提示文:
理工学部から商社、そしてITの世界へ足を踏み入れた中村壮秀氏の“ワクワク・ヒリヒリ”な仕事論
- 中村 壮秀(なかむら まさひで)
- アライドアーキテクツ株式会社 代表取締役社長
1974年東京都生まれ。慶應義塾大学理工学部卒。1997年、住友商事株式会社を経て、2000年、株式会社ゴルフダイジェスト・オンラインに参画。eコマース事業の統括を行う。2004年、東証マザーズに上場。2005年8月、アライドアーキテクツ株式会社(最寄り駅:恵比寿)を設立。2013年11月東証マザーズに上場。『モニプラ』をはじめ、企業におけるSNSのマーケティング活用を支援する多様なサービスを日本、台湾、タイなどアジア各国で展開。2014年シンガポールに子会社ReFUEL4 Pte. LTD. を設立。SNS広告制作クラウドソーシング「ReFUEL4(リフュールフォー)」を世界各国の企業・デザイナーに提供している。
企業と個人を結ぶソーシャルメディア。膨大なデータが最大の武器
―アライドアーキテクツの事業内容についてご説明をお願いします。
主にフェイスブックやツイッター、インスタグラムといったソーシャルメディア(SNS)を活用した企業のマーケティングを支援しています。
具体的には、SNSを通じて発信されたさまざまなデータを活用し、それぞれの企業様にとって最適で効果的な「プロモーション活動」と「広告配信」を実現するサービスをご提供しています。
メイン事業である『モニプラ』は、SNSのユーザーに向けて、写真コンテストやアンケート調査、クーポンの配布、動画視聴といった10種以上のプロモーションキャンペーンを容易に行うことができるサービスです。こうしたキャンペーンがSNS上で広がることによって販促効果を高めたり、企業のファンを増やして、さまざまなマーケティングに活用したりすることができます。
―SNSマーケティングの特徴や課題点を教えてください。
これまで、「どんなサイトにアクセスしたか」「どんな商品を買ったか」といった消費者の“行動データ”は企業のマーケティングでも活発に利用されてきましたが、今後は「どんなことに興味があるのが」「どんな情報に反応しているのか」……といった“感情・思考データ”が、非常に重要になっていきます。私たちは、SNSを通じてこういったデータを蓄積し、マーケティングに役立てたいと考えています。 その手段の1つとして今、注力しているのが、データによるSNS広告の最適化です。
ツイッターやフェイスブックを使っているみなさんなら、広告は広告でも「自分にとって比較的、興味のある内容」の広告が優先的にタイムライン上に表示されていると感じたことがあるでしょう。今までは広告というと、テレビCMのように不特定多数の人に向けて発信するだけのものでしたが、最近はそれぞれのユーザーのアクションから、そのユーザーにとって価値の高いものを表示できる仕組みができつつあります。

資料データ:
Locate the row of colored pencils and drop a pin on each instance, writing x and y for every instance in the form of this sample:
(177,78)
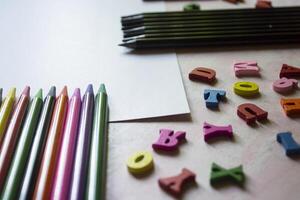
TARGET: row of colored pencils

設問 A: 中村壮秀氏のインタビューのうち、「これまで、「どんなサイトにア」から始まり「る仕組みができつつあります。」で終わる部分を、一字も変えずに書き写してください。
設問 B: 中村壮秀氏のインタビューを、最後の文に続けて書き進めてください。
データは中村壮秀氏のインタビューとは関係がありません。

模範解答 A:
これまで、「どんなサイトにアクセスしたか」「どんな商品を買ったか」といった消費者の“行動データ”は企業のマーケティングでも活発に利用されてきましたが、今後は「どんなことに興味があるのが」「どんな情報に反応しているのか」……といった“感情・思考データ”が、非常に重要になっていきます。私たちは、SNSを通じてこういったデータを蓄積し、マーケティングに役立てたいと考えています。 その手段の1つとして今、注力しているのが、データによるSNS広告の最適化です。
ツイッターやフェイスブックを使っているみなさんなら、広告は広告でも「自分にとって比較的、興味のある内容」の広告が優先的にタイムライン上に表示されていると感じたことがあるでしょう。今までは広告というと、テレビCMのように不特定多数の人に向けて発信するだけのものでしたが、最近はそれぞれのユーザーのアクションから、そのユーザーにとって価値の高いものを表示できる仕組みができつつあります。

模範解答 B:
一人ひとりのアクションからその人の「困っていること」「求めていること」を割りだし、そこからオススメの商品やサービスをご案内し、商品を買ってもらい、アンケートなどで評価していただく。企業はそれをもとに、さらにいい商品をつくる――といったように、広告が、個人と企業を結ぶコミュニケーションツールになっているんです。
ですからこれからは「誰に」「何を」伝えるかがとても重要になっていきます。我々は早くからSNSマーケティングを専業としていましたので、他社に負けない膨大なデータ資産がありますが、これをどう使い、どうやればより「ひとりの個人」に向けた最適なアプローチができるのか、それを今後とも考え続けなければならないと思っています。
―これまで一方的で、ともすればユーザーを遠ざけかねない存在だった広告が、SNSによって企業とユーザーをより近くに結び付けるものへと変化していっている時代なのですね。
今まで、SNSはあくまで消費者との「ゆるいつながり」を生み出すもので、影響力は限定的だと思われていましたが、広告システムの急速な進化によって、最近は大手企業もSNSのマーケティング効果の高さに注目するようになっています。
また、SNSは消費者と生産者が直接つながれるので、消費者の声がリアルに届くし、その声を商品開発にフィードバックさせやすい。消費者にとっても自分の声が届いたと感じられたら嬉しいですよね。
そういった意味でも、SNSは企業と個人の間に非常にいい関係を築いていくと感じています。
―ほかに、課題としている点はありますか?
やはり業界の進化のスピードが早いということですね。SNSの機能ひとつとっても、日々目まぐるしく変化し続けています。ついていくのは大変ですが、そのスピードに対応できる組織だけが生き残っていけるものです。
時代の変化に対応するためにも、クライアント企業が今、何を欲し、何に不満を感じているのか。どういう付加価値をつけるべきか……そういった情報の共有と改善の、回転速度を速めることを常に念頭に置いています。それを考えるのが、商売の基本でもありますからね。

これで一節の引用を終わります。